**STORED DATA:**
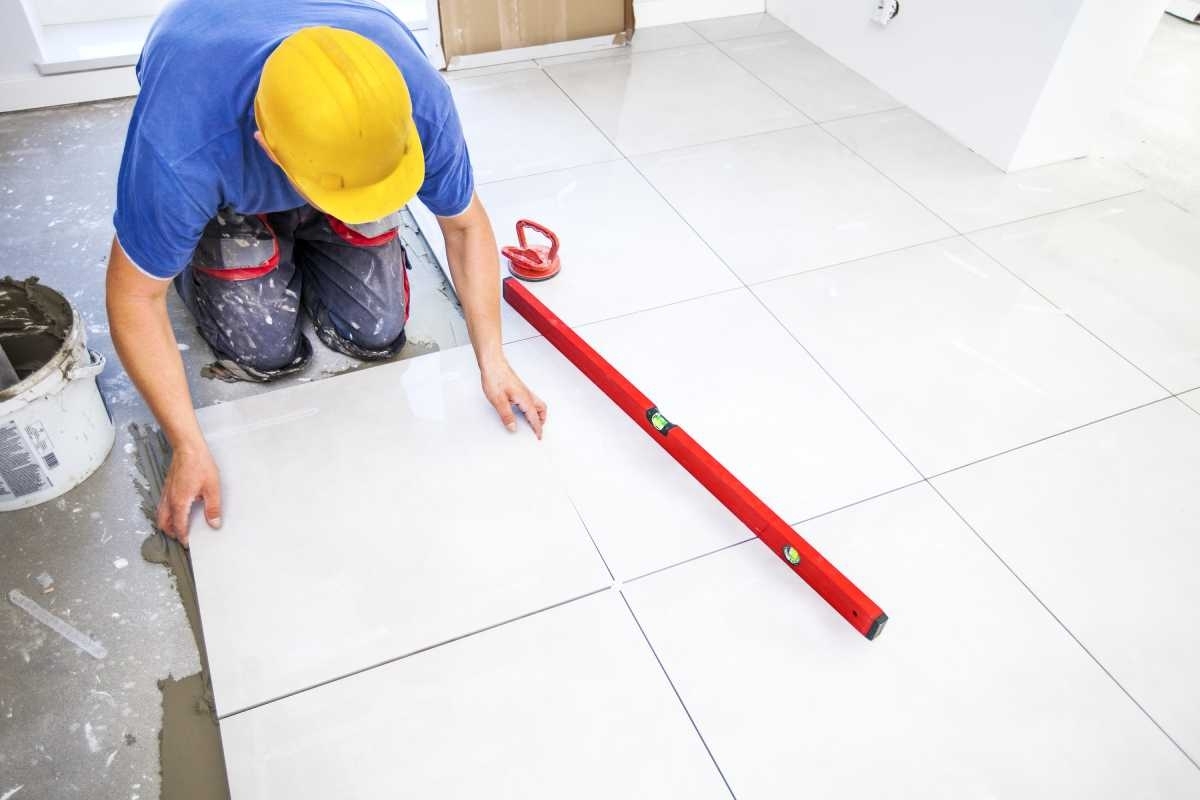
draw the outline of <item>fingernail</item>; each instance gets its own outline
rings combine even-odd
[[[504,427],[508,428],[508,430],[512,433],[517,432],[517,423],[515,423],[515,422],[510,422],[507,425],[505,425]]]
[[[209,525],[211,525],[211,526],[212,526],[212,527],[214,527],[214,528],[219,528],[219,527],[221,527],[221,518],[220,518],[220,517],[213,517],[212,519],[210,519],[210,520],[208,521],[208,524],[209,524]]]

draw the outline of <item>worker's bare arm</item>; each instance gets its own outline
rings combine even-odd
[[[487,211],[475,195],[456,217],[438,219],[446,240],[446,257],[454,288],[467,318],[467,331],[479,361],[483,392],[510,430],[516,429],[512,407],[521,409],[542,436],[546,404],[529,390],[509,366],[500,338],[500,262]]]
[[[170,286],[169,280],[139,270],[113,239],[107,276],[109,327],[125,371],[174,451],[158,506],[158,526],[186,545],[192,504],[202,500],[205,518],[216,527],[221,522],[221,500],[217,467],[196,421],[167,317]]]

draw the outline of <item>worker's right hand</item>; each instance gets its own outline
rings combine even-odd
[[[188,546],[188,517],[197,500],[204,503],[208,526],[221,527],[221,477],[203,443],[175,450],[158,501],[159,529],[184,547]]]

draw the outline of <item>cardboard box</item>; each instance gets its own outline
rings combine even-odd
[[[446,59],[633,35],[633,0],[438,0]]]

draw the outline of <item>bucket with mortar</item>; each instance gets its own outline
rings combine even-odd
[[[0,511],[78,486],[115,431],[79,314],[37,279],[0,280]]]

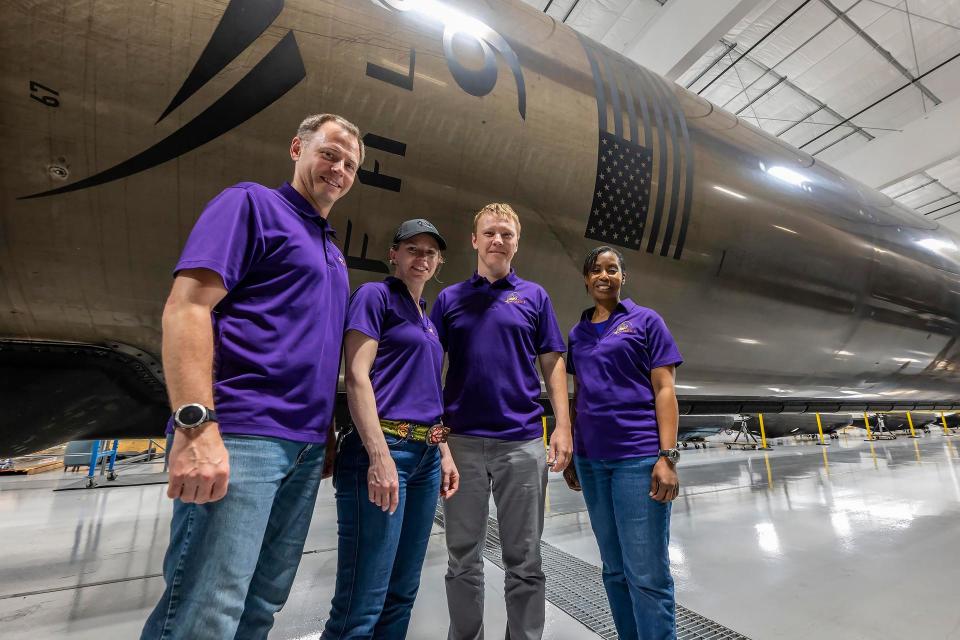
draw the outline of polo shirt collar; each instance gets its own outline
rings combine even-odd
[[[283,196],[284,200],[293,205],[293,208],[296,209],[300,215],[314,220],[331,235],[337,235],[336,230],[330,226],[330,223],[327,222],[327,219],[321,216],[320,213],[313,208],[313,205],[311,205],[306,198],[300,195],[300,192],[294,189],[293,185],[291,185],[289,182],[284,182],[282,185],[277,187],[277,193]]]
[[[473,277],[470,278],[470,284],[476,287],[480,284],[483,284],[484,282],[488,282],[488,280],[483,276],[481,276],[476,271],[474,271]],[[508,289],[510,287],[516,287],[519,284],[520,284],[520,276],[518,276],[517,272],[513,268],[511,268],[510,273],[508,273],[503,278],[500,278],[499,280],[490,283],[490,286],[498,289]]]
[[[587,307],[586,309],[584,309],[583,313],[580,314],[580,322],[590,322],[590,317],[593,315],[593,310],[595,308],[596,306],[594,305],[593,307]],[[630,313],[636,308],[637,308],[637,304],[633,300],[631,300],[630,298],[623,298],[622,300],[620,300],[620,302],[617,303],[617,306],[613,310],[613,313],[610,314],[610,317],[612,318],[615,315],[618,315],[621,313],[624,313],[624,314]]]
[[[399,295],[410,298],[410,300],[413,300],[413,298],[410,296],[410,290],[407,289],[406,283],[400,278],[396,276],[387,276],[386,278],[383,279],[383,281],[387,283],[387,286],[390,287],[390,290],[393,291],[394,293],[397,293]],[[424,311],[426,311],[427,309],[427,301],[424,300],[423,298],[420,298],[420,308],[423,309]]]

**EXERCISE DETAILS:**
Exact transcription of the full listing above is required; images do not belong in it.

**ANSWER TO THIS TASK:**
draw the outline of <item>fingernail</item>; each instance gets its own outline
rings combine even-odd
[[[504,427],[508,428],[508,430],[512,433],[517,432],[517,423],[515,423],[515,422],[510,422],[507,425],[505,425]]]
[[[209,525],[211,525],[211,526],[212,526],[212,527],[214,527],[214,528],[219,528],[219,527],[221,527],[221,518],[220,518],[220,517],[213,517],[212,519],[210,519],[210,520],[208,521],[208,524],[209,524]]]

draw the outline of <item>worker's bare arm</item>; each instance gets its own outline
rings combine even-odd
[[[487,211],[475,195],[456,217],[438,219],[446,240],[446,257],[454,288],[467,318],[467,331],[479,361],[483,392],[510,430],[516,429],[512,407],[521,409],[542,436],[546,404],[529,390],[509,366],[500,338],[500,262]]]
[[[170,286],[169,280],[139,270],[113,239],[107,276],[109,327],[125,371],[174,451],[158,506],[158,526],[186,545],[192,504],[202,500],[205,518],[216,527],[221,522],[221,500],[217,467],[196,421],[167,317]]]

draw the outline of <item>worker's right hand</item>; each instance gets its own outline
rings combine even-odd
[[[188,546],[188,517],[197,500],[204,503],[208,526],[221,527],[221,477],[203,443],[175,450],[158,501],[159,529],[184,547]]]

draw the outline of <item>cardboard box</item>; each instance gets its own outline
rings combine even-odd
[[[446,59],[633,35],[633,0],[438,0]]]

draw the outline of <item>bucket with mortar</item>; each instance gets its own outline
rings combine even-odd
[[[0,511],[78,486],[115,431],[79,314],[37,279],[0,280]]]

draw the outline of polo shirt collar; each instance gets its own outline
rings combine even-odd
[[[283,196],[284,200],[293,205],[293,208],[296,209],[300,215],[314,220],[331,235],[337,235],[336,230],[330,226],[330,223],[327,222],[327,219],[321,216],[320,213],[313,208],[313,205],[311,205],[306,198],[300,195],[300,192],[294,189],[293,185],[291,185],[289,182],[284,182],[282,185],[277,187],[277,193]]]
[[[473,277],[470,278],[470,284],[476,287],[480,284],[483,284],[484,282],[488,282],[488,280],[483,276],[481,276],[476,271],[474,271]],[[508,289],[510,287],[516,287],[519,284],[520,284],[520,276],[518,276],[517,272],[513,268],[511,268],[510,273],[508,273],[503,278],[500,278],[499,280],[490,283],[490,286],[498,289]]]
[[[587,307],[586,309],[584,309],[583,313],[580,314],[580,322],[590,322],[590,317],[593,315],[593,310],[595,308],[596,306],[594,305],[593,307]],[[630,313],[636,308],[637,308],[637,304],[633,300],[631,300],[630,298],[623,298],[622,300],[620,300],[620,302],[617,303],[617,306],[613,310],[613,313],[610,314],[610,317],[612,318],[615,315],[618,315],[621,313],[624,313],[624,314]]]
[[[399,295],[410,298],[410,300],[413,300],[413,298],[410,296],[410,290],[407,289],[406,283],[400,278],[396,276],[387,276],[386,278],[383,279],[383,281],[387,283],[387,286],[390,287],[390,290],[393,291],[394,293],[397,293]],[[424,311],[426,311],[427,309],[427,301],[424,300],[423,298],[420,298],[420,308],[423,309]]]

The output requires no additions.